--- start Supplied material ---
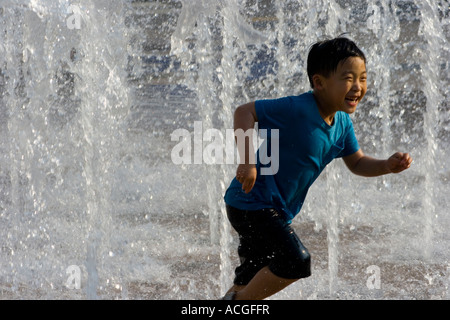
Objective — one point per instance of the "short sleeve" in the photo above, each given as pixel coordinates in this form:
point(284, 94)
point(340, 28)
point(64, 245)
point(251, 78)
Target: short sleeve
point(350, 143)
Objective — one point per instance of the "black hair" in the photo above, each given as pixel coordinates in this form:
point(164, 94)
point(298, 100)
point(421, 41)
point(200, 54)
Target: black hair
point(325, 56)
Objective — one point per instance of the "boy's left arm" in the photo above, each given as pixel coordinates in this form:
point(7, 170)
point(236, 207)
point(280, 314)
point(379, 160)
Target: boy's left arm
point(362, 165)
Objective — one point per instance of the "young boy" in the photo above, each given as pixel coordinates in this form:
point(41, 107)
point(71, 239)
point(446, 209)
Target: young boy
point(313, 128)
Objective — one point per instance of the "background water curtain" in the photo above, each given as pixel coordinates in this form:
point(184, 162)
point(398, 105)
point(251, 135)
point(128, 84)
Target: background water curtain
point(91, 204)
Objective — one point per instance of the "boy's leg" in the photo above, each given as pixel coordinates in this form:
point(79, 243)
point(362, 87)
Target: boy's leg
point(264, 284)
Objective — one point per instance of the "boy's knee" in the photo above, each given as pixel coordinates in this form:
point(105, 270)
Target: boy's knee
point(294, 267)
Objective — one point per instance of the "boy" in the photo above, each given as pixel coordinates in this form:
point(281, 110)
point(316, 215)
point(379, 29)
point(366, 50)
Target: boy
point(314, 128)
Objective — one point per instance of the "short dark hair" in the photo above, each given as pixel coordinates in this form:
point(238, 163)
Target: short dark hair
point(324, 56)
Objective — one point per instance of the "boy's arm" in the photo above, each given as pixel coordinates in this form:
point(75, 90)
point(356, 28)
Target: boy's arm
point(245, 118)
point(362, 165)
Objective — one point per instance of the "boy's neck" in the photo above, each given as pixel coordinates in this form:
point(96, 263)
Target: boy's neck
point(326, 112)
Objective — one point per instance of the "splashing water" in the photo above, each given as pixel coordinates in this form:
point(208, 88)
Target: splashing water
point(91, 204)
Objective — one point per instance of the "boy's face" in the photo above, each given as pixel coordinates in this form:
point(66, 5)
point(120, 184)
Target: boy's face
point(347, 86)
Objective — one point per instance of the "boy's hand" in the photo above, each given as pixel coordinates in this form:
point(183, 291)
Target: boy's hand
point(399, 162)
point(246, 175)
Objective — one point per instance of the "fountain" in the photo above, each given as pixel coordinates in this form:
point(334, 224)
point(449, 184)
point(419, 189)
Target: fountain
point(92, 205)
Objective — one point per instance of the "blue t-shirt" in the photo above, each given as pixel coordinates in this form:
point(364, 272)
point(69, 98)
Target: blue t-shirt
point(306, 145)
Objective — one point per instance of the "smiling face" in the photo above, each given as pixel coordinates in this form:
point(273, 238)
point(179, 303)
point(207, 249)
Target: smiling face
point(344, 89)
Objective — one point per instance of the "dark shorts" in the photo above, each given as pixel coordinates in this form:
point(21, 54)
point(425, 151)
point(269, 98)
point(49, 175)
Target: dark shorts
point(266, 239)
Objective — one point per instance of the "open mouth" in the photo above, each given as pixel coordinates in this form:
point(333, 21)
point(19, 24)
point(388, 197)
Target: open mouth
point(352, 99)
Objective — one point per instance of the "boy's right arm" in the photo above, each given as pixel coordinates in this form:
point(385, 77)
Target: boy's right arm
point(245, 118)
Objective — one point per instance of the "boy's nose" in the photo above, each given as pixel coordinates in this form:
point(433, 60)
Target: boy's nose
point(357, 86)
--- end Supplied material ---
--- start Supplied material ---
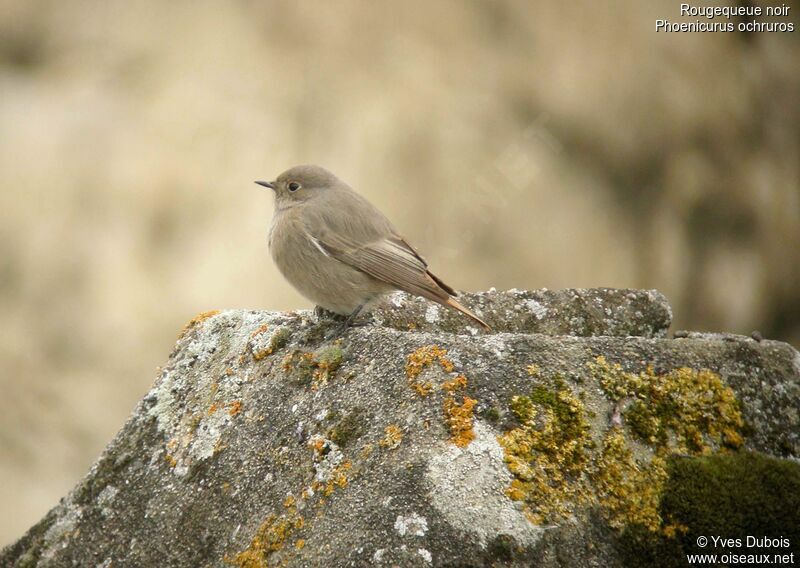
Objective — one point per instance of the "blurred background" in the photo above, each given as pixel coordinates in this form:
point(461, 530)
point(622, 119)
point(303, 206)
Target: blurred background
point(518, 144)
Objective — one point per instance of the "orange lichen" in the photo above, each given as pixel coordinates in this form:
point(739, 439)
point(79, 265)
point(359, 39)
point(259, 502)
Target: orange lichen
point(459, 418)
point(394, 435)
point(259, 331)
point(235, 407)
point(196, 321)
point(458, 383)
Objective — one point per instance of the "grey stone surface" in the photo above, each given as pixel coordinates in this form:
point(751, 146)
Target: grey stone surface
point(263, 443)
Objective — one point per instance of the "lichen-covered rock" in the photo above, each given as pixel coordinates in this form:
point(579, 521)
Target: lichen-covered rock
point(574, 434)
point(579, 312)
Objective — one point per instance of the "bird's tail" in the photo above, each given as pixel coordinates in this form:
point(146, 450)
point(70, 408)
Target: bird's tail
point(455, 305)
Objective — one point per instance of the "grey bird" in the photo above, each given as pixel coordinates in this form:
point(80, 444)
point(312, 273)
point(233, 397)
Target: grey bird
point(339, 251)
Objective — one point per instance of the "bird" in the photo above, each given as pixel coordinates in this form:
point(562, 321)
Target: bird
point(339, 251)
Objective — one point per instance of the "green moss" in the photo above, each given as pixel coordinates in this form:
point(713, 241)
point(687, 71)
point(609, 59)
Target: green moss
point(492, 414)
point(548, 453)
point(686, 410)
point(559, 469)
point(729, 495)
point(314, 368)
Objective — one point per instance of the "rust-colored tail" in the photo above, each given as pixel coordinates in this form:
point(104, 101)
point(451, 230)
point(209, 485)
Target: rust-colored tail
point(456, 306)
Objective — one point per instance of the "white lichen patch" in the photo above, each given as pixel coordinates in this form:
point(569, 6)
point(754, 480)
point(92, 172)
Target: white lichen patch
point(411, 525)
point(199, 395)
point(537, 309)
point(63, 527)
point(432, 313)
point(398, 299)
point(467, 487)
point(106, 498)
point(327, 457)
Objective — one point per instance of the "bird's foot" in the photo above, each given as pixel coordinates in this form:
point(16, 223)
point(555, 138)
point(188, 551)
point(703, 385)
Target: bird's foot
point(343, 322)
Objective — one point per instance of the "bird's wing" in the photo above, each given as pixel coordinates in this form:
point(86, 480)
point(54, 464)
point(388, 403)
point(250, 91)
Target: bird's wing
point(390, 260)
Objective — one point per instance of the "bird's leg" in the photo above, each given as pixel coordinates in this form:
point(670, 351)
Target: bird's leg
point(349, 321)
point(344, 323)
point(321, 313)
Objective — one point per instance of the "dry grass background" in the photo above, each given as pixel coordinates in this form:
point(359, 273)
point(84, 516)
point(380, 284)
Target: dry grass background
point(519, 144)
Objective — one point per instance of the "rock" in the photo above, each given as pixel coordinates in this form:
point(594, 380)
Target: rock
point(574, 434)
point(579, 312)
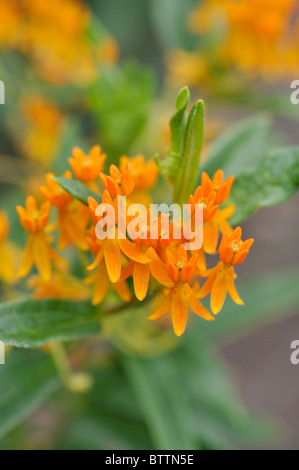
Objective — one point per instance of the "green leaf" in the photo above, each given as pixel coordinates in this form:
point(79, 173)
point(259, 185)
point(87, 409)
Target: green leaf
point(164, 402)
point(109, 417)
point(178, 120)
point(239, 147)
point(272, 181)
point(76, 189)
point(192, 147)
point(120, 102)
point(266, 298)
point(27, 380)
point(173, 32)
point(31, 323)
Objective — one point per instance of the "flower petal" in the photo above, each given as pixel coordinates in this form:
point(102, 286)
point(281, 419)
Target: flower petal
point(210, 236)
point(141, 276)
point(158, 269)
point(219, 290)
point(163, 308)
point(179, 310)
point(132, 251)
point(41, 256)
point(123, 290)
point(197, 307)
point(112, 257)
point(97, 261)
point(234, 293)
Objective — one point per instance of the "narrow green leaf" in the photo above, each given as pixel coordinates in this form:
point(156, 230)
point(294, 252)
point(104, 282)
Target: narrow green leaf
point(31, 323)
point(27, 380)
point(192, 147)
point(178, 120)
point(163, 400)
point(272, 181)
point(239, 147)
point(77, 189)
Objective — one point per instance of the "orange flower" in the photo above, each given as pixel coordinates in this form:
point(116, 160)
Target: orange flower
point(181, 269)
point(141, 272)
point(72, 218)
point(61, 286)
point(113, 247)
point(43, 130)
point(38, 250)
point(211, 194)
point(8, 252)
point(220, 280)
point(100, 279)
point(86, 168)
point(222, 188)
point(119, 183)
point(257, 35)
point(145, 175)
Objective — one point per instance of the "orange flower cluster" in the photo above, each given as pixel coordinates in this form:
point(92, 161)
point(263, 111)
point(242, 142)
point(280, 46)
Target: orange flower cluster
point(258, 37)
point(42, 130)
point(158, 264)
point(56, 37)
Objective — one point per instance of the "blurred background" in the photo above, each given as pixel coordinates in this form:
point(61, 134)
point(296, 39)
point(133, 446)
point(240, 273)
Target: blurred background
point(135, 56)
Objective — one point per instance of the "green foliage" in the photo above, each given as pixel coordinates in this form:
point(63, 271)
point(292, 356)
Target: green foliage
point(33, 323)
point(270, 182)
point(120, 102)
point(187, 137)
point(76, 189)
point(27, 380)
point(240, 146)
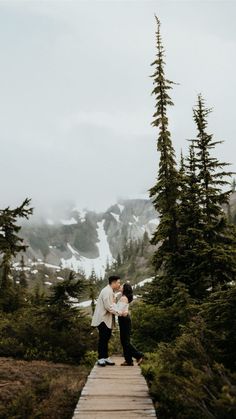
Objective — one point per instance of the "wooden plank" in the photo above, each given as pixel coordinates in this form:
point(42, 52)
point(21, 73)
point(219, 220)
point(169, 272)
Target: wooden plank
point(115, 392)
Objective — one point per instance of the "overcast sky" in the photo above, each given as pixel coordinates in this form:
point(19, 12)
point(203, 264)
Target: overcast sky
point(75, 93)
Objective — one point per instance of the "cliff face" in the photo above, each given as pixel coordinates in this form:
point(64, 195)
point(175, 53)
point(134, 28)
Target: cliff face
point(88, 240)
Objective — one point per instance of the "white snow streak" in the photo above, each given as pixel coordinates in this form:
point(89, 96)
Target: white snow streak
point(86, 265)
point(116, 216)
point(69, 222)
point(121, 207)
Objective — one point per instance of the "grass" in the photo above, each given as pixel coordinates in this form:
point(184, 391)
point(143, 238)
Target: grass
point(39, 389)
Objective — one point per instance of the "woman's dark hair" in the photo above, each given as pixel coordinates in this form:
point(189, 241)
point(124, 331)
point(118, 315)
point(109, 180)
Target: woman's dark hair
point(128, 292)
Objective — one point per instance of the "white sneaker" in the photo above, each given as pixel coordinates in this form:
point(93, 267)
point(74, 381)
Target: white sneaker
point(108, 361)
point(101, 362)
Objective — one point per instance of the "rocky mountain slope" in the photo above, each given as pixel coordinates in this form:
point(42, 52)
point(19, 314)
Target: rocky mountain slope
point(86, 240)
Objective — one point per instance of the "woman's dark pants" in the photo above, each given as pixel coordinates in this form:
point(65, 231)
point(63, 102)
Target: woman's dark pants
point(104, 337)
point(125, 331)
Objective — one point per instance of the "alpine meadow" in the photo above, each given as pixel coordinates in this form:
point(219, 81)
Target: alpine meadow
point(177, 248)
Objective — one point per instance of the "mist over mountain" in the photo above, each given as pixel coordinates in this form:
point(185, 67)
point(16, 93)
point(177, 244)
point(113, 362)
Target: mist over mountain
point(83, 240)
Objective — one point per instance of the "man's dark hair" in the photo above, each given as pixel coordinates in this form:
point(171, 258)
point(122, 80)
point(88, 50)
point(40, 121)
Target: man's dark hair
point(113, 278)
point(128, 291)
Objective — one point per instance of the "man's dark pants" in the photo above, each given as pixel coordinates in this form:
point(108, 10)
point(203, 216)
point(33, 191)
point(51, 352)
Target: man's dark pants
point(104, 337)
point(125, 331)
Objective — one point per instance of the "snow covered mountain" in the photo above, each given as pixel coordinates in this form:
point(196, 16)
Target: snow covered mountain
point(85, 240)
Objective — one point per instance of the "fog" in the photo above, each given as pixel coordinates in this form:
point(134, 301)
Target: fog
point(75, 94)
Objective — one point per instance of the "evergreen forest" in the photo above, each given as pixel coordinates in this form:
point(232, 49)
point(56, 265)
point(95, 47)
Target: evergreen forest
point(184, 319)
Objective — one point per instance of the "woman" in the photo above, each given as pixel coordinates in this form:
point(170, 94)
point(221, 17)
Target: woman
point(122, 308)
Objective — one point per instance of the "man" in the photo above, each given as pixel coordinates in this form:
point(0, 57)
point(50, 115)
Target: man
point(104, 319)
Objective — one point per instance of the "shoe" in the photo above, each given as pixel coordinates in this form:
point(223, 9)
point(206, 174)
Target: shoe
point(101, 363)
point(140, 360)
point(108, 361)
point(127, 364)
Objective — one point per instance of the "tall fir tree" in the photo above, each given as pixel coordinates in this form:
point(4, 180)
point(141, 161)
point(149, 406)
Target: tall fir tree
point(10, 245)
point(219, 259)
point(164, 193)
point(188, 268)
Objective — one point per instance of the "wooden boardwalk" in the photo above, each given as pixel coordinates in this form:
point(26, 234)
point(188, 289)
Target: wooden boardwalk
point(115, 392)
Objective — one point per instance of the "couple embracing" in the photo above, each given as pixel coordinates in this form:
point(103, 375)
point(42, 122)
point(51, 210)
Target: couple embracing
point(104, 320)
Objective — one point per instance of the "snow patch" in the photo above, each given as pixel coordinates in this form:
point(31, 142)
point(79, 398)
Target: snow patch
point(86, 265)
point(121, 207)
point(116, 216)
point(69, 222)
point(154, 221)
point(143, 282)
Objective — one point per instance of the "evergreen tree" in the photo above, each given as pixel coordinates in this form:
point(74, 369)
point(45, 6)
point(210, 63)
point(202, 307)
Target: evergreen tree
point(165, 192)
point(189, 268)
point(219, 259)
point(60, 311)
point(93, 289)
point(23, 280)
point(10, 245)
--- end Supplied material ---
To do
Find each line in the material above that contains the word "knee", and copy those lines out in full.

Output of the task
Objective — one point per instance of the "boy's knee" in the photo above, each given as pixel coordinates in this form:
Target: boy's knee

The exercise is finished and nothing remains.